_DATASET CONTENT_
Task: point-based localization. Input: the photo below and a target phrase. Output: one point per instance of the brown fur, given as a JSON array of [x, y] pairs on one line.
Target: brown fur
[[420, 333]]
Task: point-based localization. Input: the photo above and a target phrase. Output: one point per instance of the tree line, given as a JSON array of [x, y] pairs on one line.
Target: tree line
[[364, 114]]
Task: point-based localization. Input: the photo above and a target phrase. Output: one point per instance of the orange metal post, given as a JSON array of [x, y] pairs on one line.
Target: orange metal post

_WHAT THE TASK REQUIRES_
Write out all the data again, exactly as it appears.

_SOLUTION TO THIS TASK_
Task: point-based localization. Input: the photo below and a target phrase. Output: one point per instance of the brown fur, given as a JSON array of [x, y] pairs on one line.
Target: brown fur
[[420, 333]]
Task: point-based localization. Input: the photo above and a target phrase. Output: one point per instance of the tree line, given as a JSON array of [x, y] pairs on one line.
Target: tree line
[[364, 114]]
Task: point-based localization. Input: the photo above and a target phrase. Output: one point per instance of the orange metal post, given as a JSON array of [x, y] pairs on one line.
Target: orange metal post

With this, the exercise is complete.